• _Elenco dei compiti_:
1. In base al testo su Pasolini, indichi se ciascuna delle seguenti affermazioni è corretta, rispondendo sì o no e citando le parole del testo che lo stabiliscono: (a) la copia di “Scritti Corsari” proveniva dalla biblioteca dei genitori di chi scrive; (b) gli articoli raccolti in “Scritti Corsari” furono pubblicati tra il 1973 e il 1975; (c) lo zio materno di chi scrive ha sempre adorato Pasolini per la sua produzione poetica friulana.
2. Traduca in inglese questa frase del testo su Pasolini: «Il vuoto della società contadina che attendeva di essere riempito, descritto spesso da lui negli “Scritti corsari”, è stato occupato con il passare del tempo dalla borghesia.»

• _Testo fornito_:
· · · · ·
Riguardo la crisi, dai primi cedimenti nel 2008 ad oggi, è stato detto di tutto e di più, le mie poche righe non aggiungeranno nulla.

Questo post, allo stesso modo del resto del blog, è un punto di vista dell’uomo della strada.

Pochi giorni fa ho sottratto dalla biblioteca della mia ragazza “Scritti Corsari” di Pier Paolo Pasolini.
La rilettura oggi, di quella raccolta di articoli che lo scrittore pubblicava tra il 1973 e il 1975, a tratti mi ha indignato.

Nonostante quelle parole siano distanti più di trent’anni, sono violente come uno schiaffo, colpiscono perché sembrano parole cadute nel vento, come se nessuno le avesse mai pronunciate, scritte.

Invece l’inchiostro è ancora fresco.

La scoperta di Pasolini per me è relativamente recente, i miei genitori me lo avevano descritto sempre come un personaggio deviato, strano, mentre mio zio materno lo ha sempre adorato per la poetica produzione friulana.

E’ solo leggendolo oggi, che si rende evidente conto quanto il suo sia stato un omicidio politico, inscrivibile all’interno della strategia della tensione.

Tutto quello che sono riuscito a cogliere dalla lettura dei suoi scritti, dall’ascolto delle sue interviste rilasciate per la televisione, ha illuminato la mia visione riguardo la società contemporanea.

Se alcuni poteri e cambiamenti stavano trasformando il tessuto sociale mentre Pasolini era ancora in vita, altri fenomeni possiamo invece dire che li abbia anticipati, addirittura previsti con uno sbalorditivo anticipo.

Il vuoto della società contadina che attendeva di essere riempito, descritto spesso da lui negli “Scritti corsari”, è stato occupato con il passare del tempo dalla borghesia.

Un lento processo di analfabetizzazione culturale operato dai mass media.

Quella che era la cultura contadina, fatta di persone semplici, timidamente ignoranti, fervidamente credenti ma ricche di valori e umiltà, è stata sostituita dall’agglomerato informe della società del consumo.

Produciconsumacrepa.

Oggi la catena economia che si credeva oliata e perfettamente funzionante, si è rotta e non ne vuole sapere di  ripartire.

Non credo sia solo un problema di poca disponibilità economica, non credo nemmeno che sia legata all’attuale economia di oligopoli, che uccide la libera concorrenza arricchendo di fatto chi era già ricco.
· · · · ·
• _Voci estratte_:
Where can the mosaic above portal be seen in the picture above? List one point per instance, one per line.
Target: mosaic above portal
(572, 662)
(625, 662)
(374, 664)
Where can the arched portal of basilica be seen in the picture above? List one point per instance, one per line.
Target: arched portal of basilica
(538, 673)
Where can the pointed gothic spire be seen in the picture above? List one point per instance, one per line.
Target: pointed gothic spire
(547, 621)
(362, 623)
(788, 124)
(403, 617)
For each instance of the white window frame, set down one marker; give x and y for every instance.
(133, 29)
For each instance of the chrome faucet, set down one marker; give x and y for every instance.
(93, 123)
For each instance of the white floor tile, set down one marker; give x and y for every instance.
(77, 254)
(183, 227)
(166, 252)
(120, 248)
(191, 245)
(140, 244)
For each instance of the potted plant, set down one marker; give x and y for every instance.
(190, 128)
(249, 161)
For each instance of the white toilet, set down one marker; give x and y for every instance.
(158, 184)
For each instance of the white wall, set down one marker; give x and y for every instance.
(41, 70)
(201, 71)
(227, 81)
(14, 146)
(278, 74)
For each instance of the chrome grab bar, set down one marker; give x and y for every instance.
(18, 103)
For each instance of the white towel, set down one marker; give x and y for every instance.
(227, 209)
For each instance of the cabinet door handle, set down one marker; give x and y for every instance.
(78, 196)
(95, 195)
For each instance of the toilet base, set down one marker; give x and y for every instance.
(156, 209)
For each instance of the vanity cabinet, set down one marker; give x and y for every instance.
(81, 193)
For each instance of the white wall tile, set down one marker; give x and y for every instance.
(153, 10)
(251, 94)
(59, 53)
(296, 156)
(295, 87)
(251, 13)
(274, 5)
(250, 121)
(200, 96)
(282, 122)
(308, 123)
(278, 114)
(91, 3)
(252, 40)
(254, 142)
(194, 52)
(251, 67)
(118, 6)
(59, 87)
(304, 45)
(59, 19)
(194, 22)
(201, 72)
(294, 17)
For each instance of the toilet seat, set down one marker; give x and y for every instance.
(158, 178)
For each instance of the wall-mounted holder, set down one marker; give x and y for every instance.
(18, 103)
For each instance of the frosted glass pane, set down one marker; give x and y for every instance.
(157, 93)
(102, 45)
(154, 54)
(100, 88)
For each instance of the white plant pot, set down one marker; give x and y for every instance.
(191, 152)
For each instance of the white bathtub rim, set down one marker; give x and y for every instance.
· · · · ·
• _Risposte_:
1.
(a) No: «ho sottratto dalla biblioteca della mia ragazza “Scritti Corsari” di Pier Paolo Pasolini».
(b) Sì: «quella raccolta di articoli che lo scrittore pubblicava tra il 1973 e il 1975».
(c) Sì: «mio zio materno lo ha sempre adorato per la poetica produzione friulana».

2. The void of peasant society that was waiting to be filled, often described by him in “Scritti corsari,” has been taken over by the bourgeoisie with the passing of time.